● WHAT NEEDS TO BE DONE: From the line containing "target: rocky cliff" through the last line of the entries below, print each line exactly. Pictures stay out.

--------------------------------

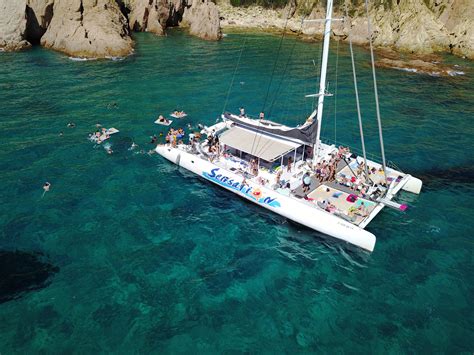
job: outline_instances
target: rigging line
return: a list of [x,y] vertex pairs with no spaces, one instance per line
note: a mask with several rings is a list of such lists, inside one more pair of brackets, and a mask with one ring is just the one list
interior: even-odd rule
[[334,142],[337,142],[337,69],[339,65],[339,40],[336,49],[336,83],[334,86]]
[[[347,5],[345,5],[345,14],[346,14],[346,17],[349,19]],[[365,172],[365,177],[369,179],[369,172],[367,170],[368,169],[367,168],[367,153],[365,151],[364,127],[362,125],[362,115],[360,113],[359,89],[357,88],[357,74],[356,74],[355,61],[354,61],[354,50],[352,48],[351,23],[349,23],[348,39],[349,39],[349,50],[351,53],[351,62],[352,62],[352,76],[354,78],[354,91],[355,91],[356,106],[357,106],[357,118],[359,120],[360,140],[362,143],[362,154],[364,156],[364,166],[365,166],[364,172]]]
[[[303,29],[303,22],[304,22],[304,17],[301,19],[301,26],[300,26],[300,29],[298,30],[298,35],[301,33],[301,30]],[[293,57],[293,53],[295,51],[295,46],[296,46],[296,39],[293,41],[293,46],[291,47],[291,51],[290,51],[290,54],[288,55],[288,59],[286,61],[286,65],[285,65],[285,69],[283,70],[283,74],[281,76],[281,80],[280,80],[280,83],[278,84],[278,87],[275,91],[275,96],[273,97],[273,100],[270,104],[270,108],[269,108],[269,111],[268,111],[268,117],[271,116],[271,113],[272,113],[272,110],[273,110],[273,105],[275,104],[275,101],[278,97],[278,94],[281,90],[281,87],[283,85],[283,81],[285,80],[285,74],[288,70],[288,66],[290,64],[290,61],[291,61],[291,58]]]
[[374,80],[375,110],[377,113],[377,123],[379,126],[380,152],[382,153],[383,175],[385,178],[385,184],[387,184],[387,165],[385,163],[385,149],[383,145],[382,121],[380,119],[379,94],[377,91],[377,79],[375,76],[374,48],[372,46],[372,29],[370,27],[369,4],[367,0],[365,0],[365,11],[367,13],[367,31],[369,32],[370,58],[372,61],[372,76]]
[[[268,88],[267,88],[267,94],[265,95],[265,101],[263,102],[263,106],[262,106],[262,110],[261,112],[265,112],[265,105],[267,104],[267,100],[268,100],[268,95],[270,94],[270,88],[272,86],[272,81],[273,81],[273,76],[275,74],[275,69],[276,69],[276,66],[278,64],[278,58],[280,57],[280,53],[281,53],[281,47],[282,47],[282,44],[283,44],[283,39],[285,38],[285,32],[286,32],[286,26],[288,25],[288,19],[290,18],[290,11],[288,10],[288,13],[286,15],[286,21],[285,21],[285,26],[283,27],[283,33],[281,34],[281,38],[280,38],[280,44],[278,45],[278,51],[277,51],[277,56],[275,58],[275,62],[273,63],[273,70],[272,70],[272,75],[270,76],[270,82],[268,83]],[[260,121],[259,121],[259,126],[257,127],[257,131],[253,137],[253,141],[252,141],[252,148],[250,150],[250,153],[252,155],[254,155],[254,145],[255,145],[255,140],[257,138],[257,133],[259,132],[259,127],[260,127]],[[258,137],[259,140],[260,140],[260,137]],[[257,146],[258,146],[258,143],[257,143]]]
[[288,11],[288,14],[286,15],[285,26],[283,27],[283,33],[281,34],[281,38],[280,38],[280,44],[278,45],[277,57],[275,58],[275,62],[273,63],[272,75],[270,76],[270,82],[268,84],[267,94],[265,95],[265,100],[263,102],[263,106],[262,106],[262,110],[261,110],[262,112],[265,112],[265,105],[267,104],[268,96],[270,95],[270,88],[272,86],[273,76],[275,75],[275,70],[276,70],[276,67],[277,67],[277,64],[278,64],[278,59],[280,57],[281,47],[282,47],[282,44],[283,44],[283,39],[285,38],[286,26],[288,25],[289,16],[290,16],[290,12]]
[[[298,30],[298,34],[301,33],[301,30],[303,29],[303,23],[304,23],[304,17],[301,19],[301,26],[300,26],[300,29]],[[276,92],[275,92],[275,95],[274,95],[274,97],[273,97],[272,103],[270,104],[270,109],[269,109],[269,111],[268,111],[268,116],[269,116],[269,117],[271,116],[271,112],[272,112],[272,110],[273,110],[273,106],[274,106],[274,104],[275,104],[275,101],[276,101],[276,99],[277,99],[277,97],[278,97],[278,93],[279,93],[279,91],[280,91],[280,89],[281,89],[281,87],[282,87],[283,81],[284,81],[284,79],[285,79],[285,74],[287,73],[288,66],[289,66],[290,61],[291,61],[291,58],[292,58],[292,56],[293,56],[295,46],[296,46],[296,39],[295,39],[294,42],[293,42],[293,45],[292,45],[292,47],[291,47],[290,54],[288,55],[288,59],[287,59],[286,64],[285,64],[285,68],[284,68],[284,70],[283,70],[282,78],[281,78],[280,83],[279,83],[279,85],[278,85],[278,87],[277,87],[277,89],[276,89]],[[291,80],[291,77],[290,77],[290,80]],[[260,138],[260,137],[259,137],[259,138]],[[265,150],[268,149],[272,144],[273,144],[272,141],[268,141],[267,144],[262,145],[262,147],[260,147],[260,149],[259,149],[258,151],[257,151],[257,149],[258,149],[258,144],[257,144],[257,147],[255,148],[256,154],[261,154],[261,153],[263,153],[264,149],[265,149]]]
[[235,69],[234,69],[234,74],[232,75],[232,80],[231,80],[231,82],[230,82],[229,89],[227,90],[227,96],[226,96],[226,98],[225,98],[224,108],[222,109],[222,114],[224,114],[225,109],[226,109],[226,107],[227,107],[227,103],[228,103],[228,101],[229,101],[230,92],[232,91],[232,86],[234,85],[235,75],[237,74],[237,70],[239,69],[239,66],[240,66],[240,59],[242,58],[242,53],[243,53],[243,51],[244,51],[244,48],[245,48],[245,44],[246,44],[246,43],[247,43],[247,35],[245,35],[244,43],[242,43],[242,47],[240,48],[239,59],[237,60],[237,64],[236,64]]

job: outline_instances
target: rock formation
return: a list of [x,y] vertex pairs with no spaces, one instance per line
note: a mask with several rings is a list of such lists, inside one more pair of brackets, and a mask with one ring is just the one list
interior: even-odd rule
[[183,15],[183,26],[189,27],[189,33],[207,40],[222,37],[219,10],[209,0],[193,0]]
[[[347,38],[350,30],[355,43],[366,45],[364,1],[337,1],[335,18],[344,17],[344,2],[351,21],[334,22],[334,34]],[[228,0],[218,3],[224,27],[281,29],[286,26],[293,32],[302,30],[311,38],[321,36],[323,23],[307,23],[301,29],[301,16],[322,19],[325,4],[324,0],[288,0],[286,8],[275,11],[258,6],[232,7]],[[288,13],[291,17],[286,21]],[[473,0],[369,0],[369,15],[374,44],[378,47],[419,54],[444,51],[474,59]]]
[[133,51],[130,30],[163,35],[183,25],[204,39],[221,38],[214,3],[186,0],[0,0],[0,48],[41,43],[76,57],[117,57]]
[[178,26],[184,6],[184,0],[132,0],[127,6],[130,29],[163,35],[166,27]]
[[129,24],[132,30],[164,34],[169,14],[166,1],[135,0],[130,3],[129,8]]
[[26,0],[0,0],[0,48],[7,51],[30,46],[26,34]]
[[55,1],[41,44],[77,57],[116,57],[132,52],[128,24],[114,0]]

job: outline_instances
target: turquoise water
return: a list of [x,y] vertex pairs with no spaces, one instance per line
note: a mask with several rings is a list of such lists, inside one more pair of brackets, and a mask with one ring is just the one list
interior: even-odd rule
[[[136,40],[115,62],[0,54],[0,249],[58,268],[46,287],[0,304],[2,354],[472,353],[472,64],[448,57],[466,73],[450,78],[378,71],[387,158],[425,186],[400,196],[406,213],[371,223],[367,254],[140,152],[164,131],[158,113],[215,121],[244,40],[227,109],[302,122],[320,43],[288,38],[278,56],[270,35]],[[327,100],[323,134],[357,148],[347,46],[331,56],[337,103]],[[378,154],[368,55],[356,57]],[[98,122],[120,129],[113,155],[86,139]]]

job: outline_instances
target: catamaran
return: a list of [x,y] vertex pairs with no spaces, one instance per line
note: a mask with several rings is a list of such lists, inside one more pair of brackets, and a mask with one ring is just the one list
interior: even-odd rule
[[[367,8],[367,2],[366,2]],[[326,90],[333,0],[327,1],[316,109],[301,126],[225,112],[221,120],[191,134],[189,143],[171,135],[156,152],[206,180],[261,207],[327,236],[373,251],[376,237],[365,230],[384,207],[405,210],[393,201],[401,191],[419,194],[422,181],[387,166],[378,106],[371,36],[370,50],[381,162],[367,159],[349,36],[362,154],[322,142],[320,132]],[[347,12],[346,12],[347,13]],[[370,21],[369,34],[370,31]],[[202,139],[207,136],[207,139]]]

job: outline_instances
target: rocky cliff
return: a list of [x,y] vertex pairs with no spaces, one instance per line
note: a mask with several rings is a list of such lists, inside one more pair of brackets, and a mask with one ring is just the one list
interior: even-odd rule
[[78,57],[126,56],[128,24],[114,0],[60,0],[41,44]]
[[163,35],[181,22],[191,34],[221,38],[208,0],[0,0],[0,49],[41,43],[76,57],[125,56],[133,51],[131,31]]
[[[367,44],[364,1],[335,3],[334,17],[344,17],[345,3],[351,20],[334,22],[334,34],[347,39],[350,33],[355,43]],[[308,23],[301,27],[301,17],[324,18],[324,5],[322,0],[288,0],[285,8],[268,9],[236,7],[228,0],[218,2],[224,28],[281,29],[286,25],[310,37],[320,36],[323,24]],[[369,16],[374,44],[378,47],[418,54],[452,52],[474,59],[474,0],[369,0]]]

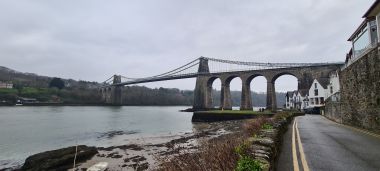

--------------------------------

● TASK SOLUTION:
target: rocky cliff
return: a list of [x,y] vertex pairs with no spaces, one instance per line
note: a mask with several rings is a list of such lists, inside one more pair of brackets, and a mask with one ring is just the one list
interior: even-odd rule
[[78,57],[126,56],[128,24],[114,0],[60,0],[41,44]]
[[163,35],[181,22],[191,34],[221,38],[208,0],[0,0],[0,49],[41,43],[76,57],[125,56],[133,51],[131,31]]
[[[367,44],[364,1],[335,3],[334,17],[344,17],[345,3],[351,20],[334,22],[334,34],[347,39],[350,33],[355,43]],[[308,23],[301,27],[301,17],[324,18],[324,5],[322,0],[288,0],[285,8],[268,9],[236,7],[228,0],[218,2],[224,28],[281,29],[286,25],[310,37],[320,36],[323,24]],[[369,16],[374,44],[378,47],[418,54],[452,52],[474,59],[474,0],[369,0]]]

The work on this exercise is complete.